# Cheap Eibach



## HWY_1_FUN (Apr 20, 2004)

Does anybody know a website where I can get cheap eibach springs for my 1994 240sx? I would be very greatful if I can find springs for cheap.


----------



## danifilth (May 14, 2003)

Ebay


----------



## Jasper (Apr 2, 2004)

danifilth said:


> Ebay


stay away from ebay if you can avoid it. tooo many sketchy sellers with fake parts. a friend of mine bought some $100 Tein imitation coilovers off ebay. not only did the seller say they were universal, but he's recently disappeared. i think those coilovers lasted about 2 weeks on his maxima before he ended up destroying the bottom side of his car. he hit a pothole, and the spring broke, literally, broke. snapped. it was rather funny to see him try to drive it home. lol that horrible smell of melting plastic and rubber from all the rubbing.
:loser:


----------



## danifilth (May 14, 2003)

03SentraXE said:


> stay away from ebay if you can avoid it. tooo many sketchy sellers with fake parts. a friend of mine bought some $100 Tein imitation coilovers off ebay. not only did the seller say they were universal, but he's recently disappeared. i think those coilovers lasted about 2 weeks on his maxima before he ended up destroying the bottom side of his car. he hit a pothole, and the spring broke, literally, broke. snapped. it was rather funny to see him try to drive it home. lol that horrible smell of melting plastic and rubber from all the rubbing.
> :loser:


Did the seller say they were Tein?Brand new in the box?Make sure you read the advertisement correctly and you can use Ebay to your advantage.Alot of performance shops sell there products on Ebay.


----------



## Matt93SE (Sep 17, 2003)

03SentraXE said:


> stay away from ebay if you can avoid it. tooo many sketchy sellers with fake parts. a friend of mine bought some $100 Tein imitation coilovers off ebay. not only did the seller say they were universal, but he's recently disappeared. i think those coilovers lasted about 2 weeks on his maxima before he ended up destroying the bottom side of his car. he hit a pothole, and the spring broke, literally, broke. snapped. it was rather funny to see him try to drive it home. lol that horrible smell of melting plastic and rubber from all the rubbing.
> :loser:


Caveat Emptor.
(translation: buyer beware)
What's it mean: People will sell anything on ebay- it's up to the buyer to buy the right products for their car.
If the guy on ebay sold them as Tein springs and they weren't, then he's guilty of FRAUD, which is punishable by jail time.. Make sure you let ebay know about crooks like that, as well as your credit card company if you bought through credit.


----------

_PROVIDED MATERIAL:_
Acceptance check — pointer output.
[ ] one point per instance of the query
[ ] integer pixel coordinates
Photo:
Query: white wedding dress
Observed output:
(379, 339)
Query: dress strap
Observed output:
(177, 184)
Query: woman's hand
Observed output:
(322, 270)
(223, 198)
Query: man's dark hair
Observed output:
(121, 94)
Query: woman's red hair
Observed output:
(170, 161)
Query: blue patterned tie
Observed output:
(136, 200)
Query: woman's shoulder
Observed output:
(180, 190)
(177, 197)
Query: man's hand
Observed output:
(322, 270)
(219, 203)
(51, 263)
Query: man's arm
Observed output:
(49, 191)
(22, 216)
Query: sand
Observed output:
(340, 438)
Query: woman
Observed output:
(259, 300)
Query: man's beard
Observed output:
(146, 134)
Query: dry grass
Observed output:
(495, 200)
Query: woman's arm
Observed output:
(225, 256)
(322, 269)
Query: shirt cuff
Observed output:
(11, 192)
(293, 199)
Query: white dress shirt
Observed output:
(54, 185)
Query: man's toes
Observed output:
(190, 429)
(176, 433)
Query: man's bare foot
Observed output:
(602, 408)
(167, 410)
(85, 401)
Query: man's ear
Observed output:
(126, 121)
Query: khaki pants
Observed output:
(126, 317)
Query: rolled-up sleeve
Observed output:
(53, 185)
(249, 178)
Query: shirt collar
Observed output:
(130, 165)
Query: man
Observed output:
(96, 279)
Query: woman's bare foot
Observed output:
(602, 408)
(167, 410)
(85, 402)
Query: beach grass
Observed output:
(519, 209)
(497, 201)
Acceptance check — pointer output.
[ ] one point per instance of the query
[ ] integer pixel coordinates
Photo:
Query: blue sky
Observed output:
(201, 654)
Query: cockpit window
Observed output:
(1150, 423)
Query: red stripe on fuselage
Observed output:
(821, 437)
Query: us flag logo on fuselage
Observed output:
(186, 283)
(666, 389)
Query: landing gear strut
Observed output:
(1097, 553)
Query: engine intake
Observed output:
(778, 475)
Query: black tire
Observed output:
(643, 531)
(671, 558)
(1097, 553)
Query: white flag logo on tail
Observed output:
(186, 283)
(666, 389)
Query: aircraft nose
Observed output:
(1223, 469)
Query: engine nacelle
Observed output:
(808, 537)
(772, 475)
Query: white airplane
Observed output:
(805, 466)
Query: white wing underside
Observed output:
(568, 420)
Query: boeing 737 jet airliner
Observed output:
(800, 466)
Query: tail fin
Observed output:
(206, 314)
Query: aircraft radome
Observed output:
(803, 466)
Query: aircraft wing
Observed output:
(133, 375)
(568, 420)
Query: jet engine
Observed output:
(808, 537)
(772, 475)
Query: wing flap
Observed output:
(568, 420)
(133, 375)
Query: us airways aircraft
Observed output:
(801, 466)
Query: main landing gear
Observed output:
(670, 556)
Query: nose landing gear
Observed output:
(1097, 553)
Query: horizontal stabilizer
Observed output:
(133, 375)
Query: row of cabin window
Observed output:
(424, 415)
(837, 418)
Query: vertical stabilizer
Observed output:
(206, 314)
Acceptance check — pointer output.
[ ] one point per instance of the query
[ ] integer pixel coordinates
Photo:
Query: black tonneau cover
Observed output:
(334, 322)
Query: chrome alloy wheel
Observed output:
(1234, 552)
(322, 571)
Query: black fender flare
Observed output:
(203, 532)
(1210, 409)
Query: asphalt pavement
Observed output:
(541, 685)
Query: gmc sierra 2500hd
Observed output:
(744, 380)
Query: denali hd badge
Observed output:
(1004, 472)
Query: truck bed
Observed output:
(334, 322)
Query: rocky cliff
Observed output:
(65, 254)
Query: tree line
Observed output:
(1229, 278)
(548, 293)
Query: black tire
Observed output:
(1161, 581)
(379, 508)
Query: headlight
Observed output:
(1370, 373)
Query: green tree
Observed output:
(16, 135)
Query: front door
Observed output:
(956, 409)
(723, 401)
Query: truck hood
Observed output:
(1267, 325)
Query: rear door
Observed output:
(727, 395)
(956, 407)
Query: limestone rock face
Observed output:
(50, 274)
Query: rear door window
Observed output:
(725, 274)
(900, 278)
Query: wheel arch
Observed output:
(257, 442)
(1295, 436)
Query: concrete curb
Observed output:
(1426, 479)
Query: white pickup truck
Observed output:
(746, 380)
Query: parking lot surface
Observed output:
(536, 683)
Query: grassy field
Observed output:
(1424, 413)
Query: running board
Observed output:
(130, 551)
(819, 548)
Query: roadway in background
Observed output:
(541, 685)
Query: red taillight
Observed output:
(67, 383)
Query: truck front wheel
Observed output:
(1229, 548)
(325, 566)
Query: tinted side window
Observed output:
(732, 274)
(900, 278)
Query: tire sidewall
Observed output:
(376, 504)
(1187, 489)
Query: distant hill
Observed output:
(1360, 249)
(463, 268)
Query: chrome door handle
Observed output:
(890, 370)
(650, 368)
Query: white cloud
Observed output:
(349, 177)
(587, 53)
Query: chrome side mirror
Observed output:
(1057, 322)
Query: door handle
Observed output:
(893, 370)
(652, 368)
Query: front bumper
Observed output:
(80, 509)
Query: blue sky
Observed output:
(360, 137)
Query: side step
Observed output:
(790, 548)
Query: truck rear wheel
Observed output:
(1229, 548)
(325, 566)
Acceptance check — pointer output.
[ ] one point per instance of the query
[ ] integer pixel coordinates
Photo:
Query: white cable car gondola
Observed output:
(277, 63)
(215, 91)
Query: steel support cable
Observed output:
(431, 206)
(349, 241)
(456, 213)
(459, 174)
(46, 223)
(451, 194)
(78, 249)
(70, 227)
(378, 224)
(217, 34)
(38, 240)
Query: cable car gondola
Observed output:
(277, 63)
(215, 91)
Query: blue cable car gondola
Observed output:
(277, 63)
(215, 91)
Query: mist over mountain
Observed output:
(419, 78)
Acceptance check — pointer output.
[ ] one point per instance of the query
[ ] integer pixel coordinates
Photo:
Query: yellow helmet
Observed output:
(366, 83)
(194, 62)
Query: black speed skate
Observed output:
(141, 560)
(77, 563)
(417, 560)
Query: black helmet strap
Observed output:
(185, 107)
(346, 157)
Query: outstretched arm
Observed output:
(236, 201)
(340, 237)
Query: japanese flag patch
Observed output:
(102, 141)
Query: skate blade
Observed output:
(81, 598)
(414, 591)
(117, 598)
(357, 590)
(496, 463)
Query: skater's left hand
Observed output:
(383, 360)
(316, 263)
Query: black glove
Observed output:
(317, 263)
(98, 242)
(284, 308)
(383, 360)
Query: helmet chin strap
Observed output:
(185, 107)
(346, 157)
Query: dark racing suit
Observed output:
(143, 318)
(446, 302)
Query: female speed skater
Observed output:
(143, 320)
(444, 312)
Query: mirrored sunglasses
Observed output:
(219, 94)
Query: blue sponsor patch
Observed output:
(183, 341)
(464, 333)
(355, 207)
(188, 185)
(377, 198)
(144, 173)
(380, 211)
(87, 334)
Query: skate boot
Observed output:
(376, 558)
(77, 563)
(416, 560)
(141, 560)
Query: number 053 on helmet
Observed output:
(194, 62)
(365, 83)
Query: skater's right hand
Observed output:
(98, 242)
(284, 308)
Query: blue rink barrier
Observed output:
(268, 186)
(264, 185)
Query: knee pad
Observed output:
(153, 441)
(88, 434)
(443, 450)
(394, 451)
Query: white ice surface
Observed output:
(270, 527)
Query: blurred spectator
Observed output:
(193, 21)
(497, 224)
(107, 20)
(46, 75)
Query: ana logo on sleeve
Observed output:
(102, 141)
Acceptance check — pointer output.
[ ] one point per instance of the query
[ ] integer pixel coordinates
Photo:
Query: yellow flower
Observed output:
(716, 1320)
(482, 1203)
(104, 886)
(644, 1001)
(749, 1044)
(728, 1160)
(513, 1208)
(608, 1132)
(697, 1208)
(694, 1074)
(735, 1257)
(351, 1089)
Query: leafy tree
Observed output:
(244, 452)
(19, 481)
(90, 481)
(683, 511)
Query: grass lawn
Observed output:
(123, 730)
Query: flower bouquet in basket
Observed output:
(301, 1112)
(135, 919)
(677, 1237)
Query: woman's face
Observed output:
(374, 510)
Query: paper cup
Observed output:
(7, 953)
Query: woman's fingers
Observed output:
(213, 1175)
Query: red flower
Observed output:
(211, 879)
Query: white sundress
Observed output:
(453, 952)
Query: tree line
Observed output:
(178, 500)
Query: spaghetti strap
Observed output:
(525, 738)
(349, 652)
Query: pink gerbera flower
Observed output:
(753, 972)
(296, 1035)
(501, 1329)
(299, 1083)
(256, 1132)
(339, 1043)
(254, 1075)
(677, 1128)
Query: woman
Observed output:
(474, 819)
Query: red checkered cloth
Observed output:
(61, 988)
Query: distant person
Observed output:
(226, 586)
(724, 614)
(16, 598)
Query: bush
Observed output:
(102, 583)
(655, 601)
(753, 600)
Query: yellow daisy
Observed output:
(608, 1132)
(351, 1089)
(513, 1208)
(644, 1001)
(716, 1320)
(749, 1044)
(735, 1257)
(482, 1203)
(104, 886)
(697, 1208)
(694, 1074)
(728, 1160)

_WORK INSTRUCTIONS:_
1/ In the thread about cheap Eibach springs, why does the reply to the one-word suggestion "Ebay" say to stay away from eBay?
2/ From the Eibach springs thread, print the passage that begins at the words "## HWY_1_FUN (Apr" and stops after "springs for cheap.".

_ANSWERS FOR THE EXERCISE:_
1/ The reply says there are too many sketchy sellers with fake parts on eBay. It backs this up with a friend's $100 imitation Tein coilovers, which lasted about two weeks. The spring then snapped on a pothole.

2/
## HWY_1_FUN (Apr 20, 2004)

Does anybody know a website where I can get cheap eibach springs for my 1994 240sx? I would be very greatful if I can find springs for cheap.